* [USING THE INFORMATION]:
1) In the H-2A farmworker article, shorten the paragraph that begins "One recent case highlights" into a bulleted list that keeps its main facts.
2) Pick up the H-2A farmworker article after its final sentence and keep writing.

* [SELECTED PASSAGE]:
+-------+
What makes the H-2A program attractive to growers, Damooei says, is that "workers do not have much ability to negotiate their labor contracts.  Their living environment and mobility are restricted, and they face repression if they protest.  That has an impact on workers living here."

One recent case highlights the vulnerability of H-2A workers.  Last September at Sierra del Tigre Farms in Santa Maria, more than 100 workers were terminated before their work contracts had ended and told to go back to Mexico. The company then refused to pay them the legally required wages they would have earned. The company's alter ego, Savino Farms, had already been fined for the same violation four years earlier,.

One worker, Felipe Ramos, was owed more than $2,600. "It was very hard," he remembers. "I have a wife and baby girl, and they survive because I send money home every week. Everyone else was like that too. The company had problems finding buyers, and too many workers."  In March Sierra del Tigre Farms declared bankruptcy, still owing workers their wages.  Last year Rancho Nuevo Harvesting, Inc., another labor contractor, was forced by the Department of Labor to pay $1 million in penalties and back wages to H-2A workers it had cheated in a similar case. 

 

Bars on the windows of the complex at 1316/1318 Broadway, was listed as the housing for 160 workers by Big F Company, Inc. and Savino Farms.  It was formerly senior housing, and the contractor built a wall around it, with a gate controlling who enters and leaves.


According to Rick Mines, a statistician who designed the original National Agricultural Workers Survey for the U.S. Department of Labor, "There are about 2 million farmworkers in the U.S., mostly immigrant men and women who live as families with U.S- born children.  They are being displaced by a cheaper, more docile labor force of single male H-2A workers.  The H-2A program should be phased out and replaced with a program of legal entry for immigrants who can bring their families and eventually become equal American citizens.   We should not become a democracy that is half slave and half free."

A New Way Forward

As the strawberry season unfolds in Santa Maria, warmer weather will dry out the mud.  The berries will ripen faster and become more numerous.  It will be the time growers feel the most pressure to get them from the fields to supermarket shelves.  It will also be the time Juana and Mathilde depend on each year to pay past bills and hopefully save for future ones.  They will need the work.  How the Alianza Campesina uses this moment could have a big impact on their wages and lives.
+-------+
* [DATASET EXCERPTS]:
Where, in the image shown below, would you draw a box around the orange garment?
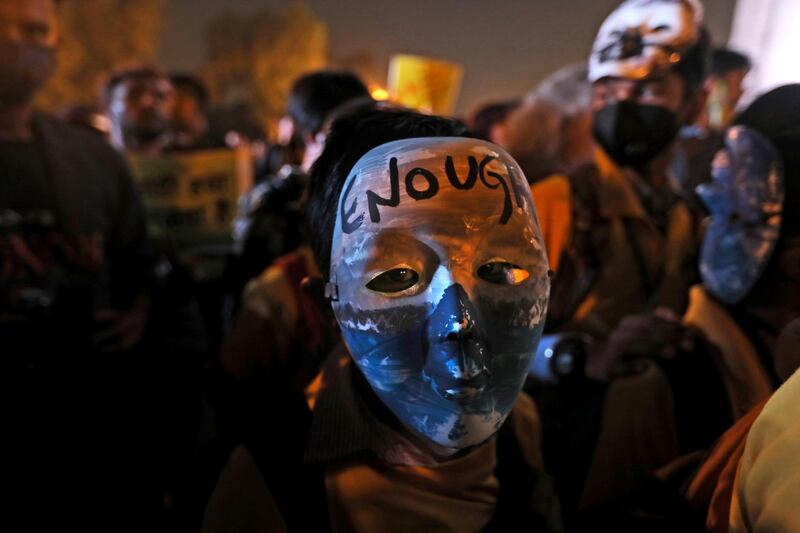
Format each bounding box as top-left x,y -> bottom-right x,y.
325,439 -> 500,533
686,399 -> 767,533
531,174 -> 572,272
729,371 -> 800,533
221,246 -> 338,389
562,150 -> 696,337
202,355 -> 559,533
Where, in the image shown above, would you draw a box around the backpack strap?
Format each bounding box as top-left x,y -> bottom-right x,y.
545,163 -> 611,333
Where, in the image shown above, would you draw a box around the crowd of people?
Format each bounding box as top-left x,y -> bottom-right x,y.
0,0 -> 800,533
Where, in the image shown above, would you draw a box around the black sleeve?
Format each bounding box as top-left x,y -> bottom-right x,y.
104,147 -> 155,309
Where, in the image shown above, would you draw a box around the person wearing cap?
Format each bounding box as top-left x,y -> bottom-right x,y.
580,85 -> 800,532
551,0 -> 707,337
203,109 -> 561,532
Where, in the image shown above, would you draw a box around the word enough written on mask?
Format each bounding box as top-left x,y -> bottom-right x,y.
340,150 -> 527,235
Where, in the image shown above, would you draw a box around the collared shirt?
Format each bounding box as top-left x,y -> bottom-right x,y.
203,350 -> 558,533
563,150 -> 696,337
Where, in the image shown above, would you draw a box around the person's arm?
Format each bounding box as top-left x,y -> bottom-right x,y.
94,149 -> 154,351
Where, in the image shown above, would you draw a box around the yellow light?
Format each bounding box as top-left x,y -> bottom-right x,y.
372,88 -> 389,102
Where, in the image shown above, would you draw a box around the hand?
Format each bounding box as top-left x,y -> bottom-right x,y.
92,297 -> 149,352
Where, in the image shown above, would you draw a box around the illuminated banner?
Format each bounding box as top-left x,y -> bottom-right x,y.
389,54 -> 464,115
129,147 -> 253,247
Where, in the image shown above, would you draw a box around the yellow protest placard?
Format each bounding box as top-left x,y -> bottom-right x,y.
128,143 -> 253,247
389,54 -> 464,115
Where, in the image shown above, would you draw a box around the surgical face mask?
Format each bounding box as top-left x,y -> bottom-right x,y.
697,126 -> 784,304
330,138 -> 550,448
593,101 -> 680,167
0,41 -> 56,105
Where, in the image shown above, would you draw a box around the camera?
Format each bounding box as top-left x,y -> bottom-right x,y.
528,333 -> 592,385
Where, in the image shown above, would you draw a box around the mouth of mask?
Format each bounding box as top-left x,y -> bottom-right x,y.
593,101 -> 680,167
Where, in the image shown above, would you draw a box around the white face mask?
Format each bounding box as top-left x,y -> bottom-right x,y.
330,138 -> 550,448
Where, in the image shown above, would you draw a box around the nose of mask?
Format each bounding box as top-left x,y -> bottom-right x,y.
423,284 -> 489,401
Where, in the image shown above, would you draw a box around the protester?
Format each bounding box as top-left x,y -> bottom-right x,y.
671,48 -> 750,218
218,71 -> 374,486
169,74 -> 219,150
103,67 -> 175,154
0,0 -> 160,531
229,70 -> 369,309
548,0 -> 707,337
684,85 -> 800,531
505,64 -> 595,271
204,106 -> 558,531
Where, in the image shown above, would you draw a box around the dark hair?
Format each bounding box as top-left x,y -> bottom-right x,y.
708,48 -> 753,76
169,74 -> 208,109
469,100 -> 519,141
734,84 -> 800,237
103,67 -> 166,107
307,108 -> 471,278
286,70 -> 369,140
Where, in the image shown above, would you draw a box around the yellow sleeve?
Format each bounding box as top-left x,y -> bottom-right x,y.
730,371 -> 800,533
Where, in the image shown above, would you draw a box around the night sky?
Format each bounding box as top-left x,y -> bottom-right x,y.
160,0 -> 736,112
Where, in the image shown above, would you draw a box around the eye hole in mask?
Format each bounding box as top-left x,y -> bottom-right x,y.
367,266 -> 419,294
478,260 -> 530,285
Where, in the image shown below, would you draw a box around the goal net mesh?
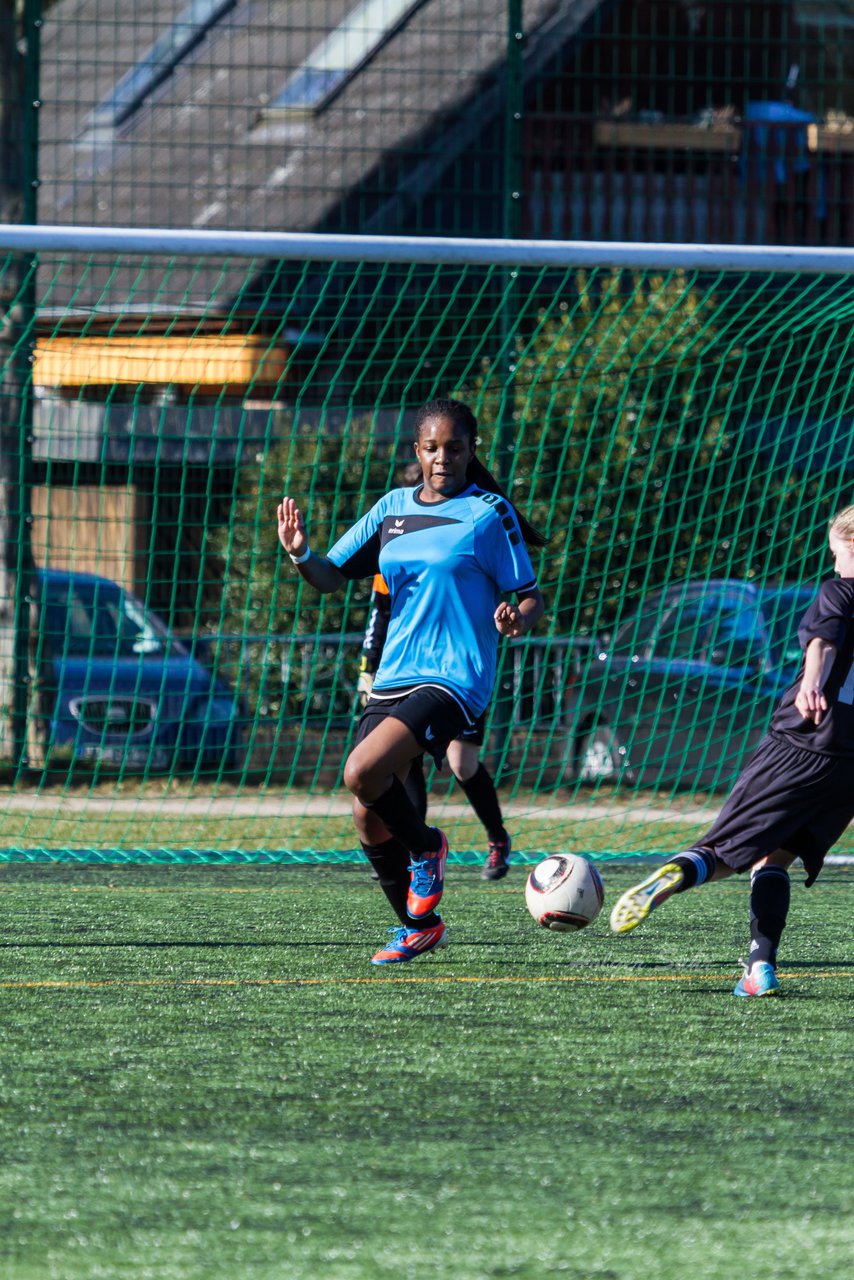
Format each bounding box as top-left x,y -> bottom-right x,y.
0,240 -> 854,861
+-------+
* [EXPECTED RESULTS]:
1)
- The case shows how vulnerable H-2A workers are.
- Last September, Sierra del Tigre Farms in Santa Maria fired more than 100 workers before their contracts ended and told them to go back to Mexico.
- The company refused to pay them the legally required wages they would have earned.
- Savino Farms, the company's alter ego, had been fined for the same violation four years earlier.

2)
"Perhaps there are different ways to change things," Martinez speculates.  "We've thought about a local ordinance like ones we've seen for other kinds of workers.  A union could also raise pay and bring benefits and holidays."

MICOP and CAUSA are holding house meetings with workers, and a general meeting every two weeks. "Right now we're trying to popularize the idea of a sueldo digno [dignified wage] and explain the justice of this demand.  The idea is to increase workers' knowledge.  And since so many of us are Mixtecos, we're getting workers to reach out to their workmates from the same home communities in Oaxaca."   

 

Alondra Mendoza, a community outreach worker for MICOP, talks with a farmworker outside the Panaderia Susy early in the morning before work.


Diaz adds that workers can see the labor activity happening elsewhere in the country.  "Our report is adding to what workers are already doing.  Whatever they do we're right behind them."

Mathilde has already made up her mind.  "It's necessary to pressure the ranchers so they value our work," she says.  "Without us they have nothing.  We do all the work, so why should we get $2 or $2.20 per box when $3 or $3.50 is what's fair.  People have to unite, and we need big demonstrations.  I am willing to help organize this, because it will make life a lot better.  I hope it will happen soon."